/---
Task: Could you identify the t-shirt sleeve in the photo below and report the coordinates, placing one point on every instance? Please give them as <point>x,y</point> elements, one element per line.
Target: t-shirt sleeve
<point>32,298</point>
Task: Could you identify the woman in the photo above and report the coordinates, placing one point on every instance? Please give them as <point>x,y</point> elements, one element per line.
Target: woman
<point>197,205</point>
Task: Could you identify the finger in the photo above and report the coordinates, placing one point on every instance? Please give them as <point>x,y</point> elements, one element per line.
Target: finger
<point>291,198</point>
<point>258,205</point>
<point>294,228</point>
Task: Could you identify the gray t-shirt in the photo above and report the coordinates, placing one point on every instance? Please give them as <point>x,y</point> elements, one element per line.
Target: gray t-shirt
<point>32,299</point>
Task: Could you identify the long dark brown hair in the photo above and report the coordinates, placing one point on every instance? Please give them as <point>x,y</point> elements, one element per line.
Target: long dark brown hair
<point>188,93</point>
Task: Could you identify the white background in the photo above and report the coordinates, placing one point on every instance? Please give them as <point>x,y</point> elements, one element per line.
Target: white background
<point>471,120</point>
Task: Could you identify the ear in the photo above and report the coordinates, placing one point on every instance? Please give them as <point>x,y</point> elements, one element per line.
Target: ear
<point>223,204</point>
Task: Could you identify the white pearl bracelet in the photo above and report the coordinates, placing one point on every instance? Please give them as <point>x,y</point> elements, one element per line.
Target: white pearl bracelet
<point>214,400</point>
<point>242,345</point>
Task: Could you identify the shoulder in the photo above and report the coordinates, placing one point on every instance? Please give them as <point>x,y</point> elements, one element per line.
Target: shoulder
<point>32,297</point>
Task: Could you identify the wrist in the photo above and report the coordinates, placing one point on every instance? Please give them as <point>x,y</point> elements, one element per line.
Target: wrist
\---
Write out, word for word, all lines from the line that holds "Task: Could you identify the wrist" through the last line of the listing, with both end lines kept.

Answer section:
Task: Could you identify the wrist in the photo above and report the coordinates, placing one point on every instance? Please give them as <point>x,y</point> elements, one element per line.
Target: wrist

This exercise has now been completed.